━━ Extracted data ━━
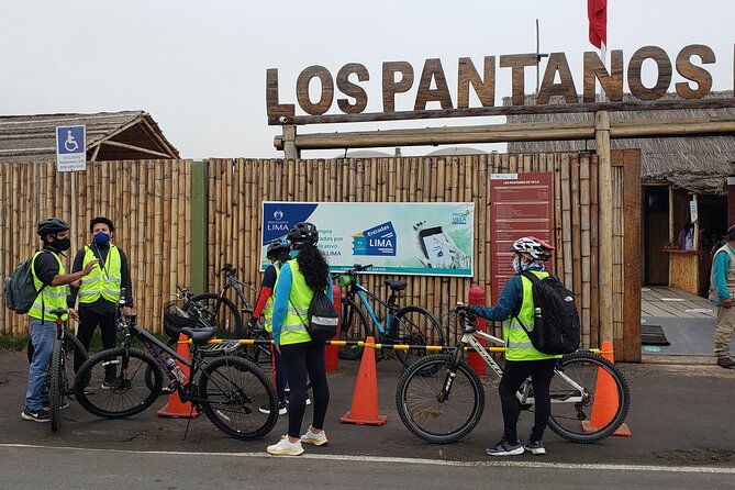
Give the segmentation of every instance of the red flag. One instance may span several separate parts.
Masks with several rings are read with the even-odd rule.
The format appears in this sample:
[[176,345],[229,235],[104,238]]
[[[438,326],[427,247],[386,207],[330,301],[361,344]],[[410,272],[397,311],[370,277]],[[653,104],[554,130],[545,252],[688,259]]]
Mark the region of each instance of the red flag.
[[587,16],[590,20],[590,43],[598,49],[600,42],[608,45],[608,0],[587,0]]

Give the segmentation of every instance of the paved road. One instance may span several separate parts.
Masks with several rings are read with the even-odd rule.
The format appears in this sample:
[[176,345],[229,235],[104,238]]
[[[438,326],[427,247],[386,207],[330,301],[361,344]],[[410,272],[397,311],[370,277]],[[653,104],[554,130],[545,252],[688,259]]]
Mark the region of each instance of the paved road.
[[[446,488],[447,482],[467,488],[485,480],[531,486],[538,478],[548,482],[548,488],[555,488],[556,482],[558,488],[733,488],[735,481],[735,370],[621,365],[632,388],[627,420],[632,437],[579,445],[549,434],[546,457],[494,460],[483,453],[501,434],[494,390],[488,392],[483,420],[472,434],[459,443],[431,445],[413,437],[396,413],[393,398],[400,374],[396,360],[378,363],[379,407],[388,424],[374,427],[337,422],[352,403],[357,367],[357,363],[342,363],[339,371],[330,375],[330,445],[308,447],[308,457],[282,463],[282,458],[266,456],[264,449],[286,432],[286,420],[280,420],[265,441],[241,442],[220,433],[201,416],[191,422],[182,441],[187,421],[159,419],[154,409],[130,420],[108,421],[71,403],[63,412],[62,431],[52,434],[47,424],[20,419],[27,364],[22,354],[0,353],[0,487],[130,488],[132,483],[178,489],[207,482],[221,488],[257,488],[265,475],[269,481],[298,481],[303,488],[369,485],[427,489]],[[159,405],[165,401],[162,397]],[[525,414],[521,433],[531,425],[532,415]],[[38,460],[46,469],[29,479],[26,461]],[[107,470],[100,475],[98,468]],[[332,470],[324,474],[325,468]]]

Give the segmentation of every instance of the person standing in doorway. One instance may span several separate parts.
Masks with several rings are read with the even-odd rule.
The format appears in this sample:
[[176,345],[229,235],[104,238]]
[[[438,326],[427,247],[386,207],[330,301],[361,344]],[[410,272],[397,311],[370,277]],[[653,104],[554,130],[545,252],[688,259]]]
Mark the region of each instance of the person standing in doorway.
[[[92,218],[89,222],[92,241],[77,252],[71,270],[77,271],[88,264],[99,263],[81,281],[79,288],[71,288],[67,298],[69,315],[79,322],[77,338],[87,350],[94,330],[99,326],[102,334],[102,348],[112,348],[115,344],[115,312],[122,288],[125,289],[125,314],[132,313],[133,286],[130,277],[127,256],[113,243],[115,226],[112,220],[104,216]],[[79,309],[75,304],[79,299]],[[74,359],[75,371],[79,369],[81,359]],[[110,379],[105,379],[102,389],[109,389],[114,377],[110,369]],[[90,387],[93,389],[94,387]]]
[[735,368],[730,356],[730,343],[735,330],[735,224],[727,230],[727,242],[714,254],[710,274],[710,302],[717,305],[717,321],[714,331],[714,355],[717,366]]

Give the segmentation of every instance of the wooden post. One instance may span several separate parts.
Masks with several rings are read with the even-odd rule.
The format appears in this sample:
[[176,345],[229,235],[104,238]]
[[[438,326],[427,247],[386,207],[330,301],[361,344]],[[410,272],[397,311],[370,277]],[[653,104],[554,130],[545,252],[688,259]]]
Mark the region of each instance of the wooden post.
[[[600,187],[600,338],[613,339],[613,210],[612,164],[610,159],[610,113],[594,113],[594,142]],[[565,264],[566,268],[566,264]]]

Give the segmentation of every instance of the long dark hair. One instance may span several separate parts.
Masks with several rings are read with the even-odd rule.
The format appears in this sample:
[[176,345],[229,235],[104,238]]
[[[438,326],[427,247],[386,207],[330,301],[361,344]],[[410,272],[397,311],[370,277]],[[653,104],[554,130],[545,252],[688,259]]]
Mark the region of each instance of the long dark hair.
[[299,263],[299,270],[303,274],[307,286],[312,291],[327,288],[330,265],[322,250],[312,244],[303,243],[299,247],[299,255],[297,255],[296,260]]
━━━
▶ [Description of the task]
Reproduce each of the rows above verbatim, omitting the pictures.

▶ [The output]
Give the segmentation of every instance of the red flag. One instance may span several separate parts.
Masks with several rings are read with the even-odd rule.
The format appears in this sample:
[[176,345],[229,235],[104,238]]
[[[438,326],[427,247],[386,207],[330,301],[361,344]],[[410,272],[397,311],[370,277]],[[653,104],[554,130],[545,252],[688,259]]]
Mark the region of each instance of the red flag.
[[587,16],[590,20],[590,43],[598,49],[600,42],[608,45],[608,0],[587,0]]

Give the segmentation of every instance of the paved road. One instance may span several separate parts.
Masks with several rings are read with the even-odd rule.
The format appears in this sample:
[[176,345],[229,235],[104,238]]
[[[438,326],[427,247],[386,207],[330,301],[361,344]],[[410,272],[397,311],[370,277]],[[653,104],[554,130],[545,252],[688,259]]]
Mark the region of each instance of the paved road.
[[[446,488],[447,482],[467,488],[485,480],[531,486],[538,478],[548,482],[548,488],[555,488],[556,482],[558,488],[733,488],[735,481],[735,370],[621,365],[632,388],[627,420],[632,437],[579,445],[549,434],[546,457],[494,460],[483,453],[501,434],[494,390],[488,392],[483,420],[472,434],[459,443],[431,445],[413,437],[396,413],[393,398],[400,374],[396,360],[378,363],[379,407],[388,424],[374,427],[337,422],[352,403],[357,367],[357,363],[342,363],[339,371],[330,375],[330,445],[308,447],[308,457],[282,463],[282,458],[266,456],[264,449],[286,432],[286,420],[280,420],[265,441],[241,442],[220,433],[201,416],[191,422],[182,441],[187,421],[159,419],[154,409],[130,420],[108,421],[71,403],[63,412],[62,431],[52,434],[47,424],[20,419],[27,364],[22,354],[0,353],[0,487],[130,488],[132,483],[178,489],[207,482],[221,488],[257,488],[265,475],[269,481],[298,481],[303,488],[369,485],[427,489]],[[159,405],[165,401],[162,397]],[[525,414],[521,433],[531,425],[532,415]],[[38,460],[46,469],[29,479],[26,461]],[[107,470],[100,475],[98,468]],[[332,470],[324,474],[325,468]]]

Give the segmentation of every instance of the person standing in doorway. One instance may span several separate parts.
Masks with several rings are read with the even-odd rule.
The format appears in this sample:
[[176,345],[229,235],[104,238]]
[[[438,326],[427,247],[386,207],[330,301],[361,344]],[[410,272],[397,311],[370,277]],[[653,104],[554,130],[545,252],[688,259]]]
Mark the region of each instance of the person standing in doorway.
[[[92,218],[89,222],[92,241],[77,252],[71,270],[77,271],[88,264],[99,263],[81,281],[79,288],[71,288],[67,298],[69,315],[79,322],[77,338],[87,350],[94,330],[99,326],[102,334],[102,348],[112,348],[115,344],[115,312],[122,288],[125,289],[125,314],[132,313],[133,286],[130,277],[127,256],[113,243],[115,226],[112,220],[104,216]],[[79,309],[75,304],[79,299]],[[74,359],[75,371],[79,369],[81,359]],[[110,379],[105,379],[102,389],[109,389],[114,377],[110,369]],[[90,387],[93,389],[94,387]]]
[[735,368],[730,356],[730,343],[735,330],[735,224],[727,230],[727,242],[714,254],[710,274],[710,302],[717,305],[717,321],[714,331],[714,355],[717,366]]

Give the segmentation of every instance of the wooden post. One instance may span several separate parts.
Masks with several rings are read with the even-odd rule.
The format appears in this sample:
[[176,345],[229,235],[104,238]]
[[[438,326],[427,247],[386,207],[330,301],[361,344]],[[410,272],[397,311],[370,277]],[[653,104],[554,130],[545,252],[688,259]]]
Mark the region of each instance of the wooden post.
[[[600,187],[600,338],[613,339],[613,210],[612,164],[610,159],[610,113],[594,113],[594,142]],[[565,264],[566,268],[566,264]]]

Give the segmentation of every instance of the long dark hair. One instance may span several separate parts.
Masks with several rings are read with the even-odd rule.
The format appears in this sample:
[[176,345],[229,235],[104,238]]
[[[438,326],[427,247],[386,207],[330,301],[361,344]],[[410,272],[397,311],[370,277]],[[653,104],[554,130],[545,252],[688,259]]]
Mark the region of each instance of the long dark hair.
[[299,263],[299,270],[303,274],[307,286],[312,291],[327,288],[330,265],[322,250],[312,244],[303,243],[299,247],[299,255],[297,255],[296,260]]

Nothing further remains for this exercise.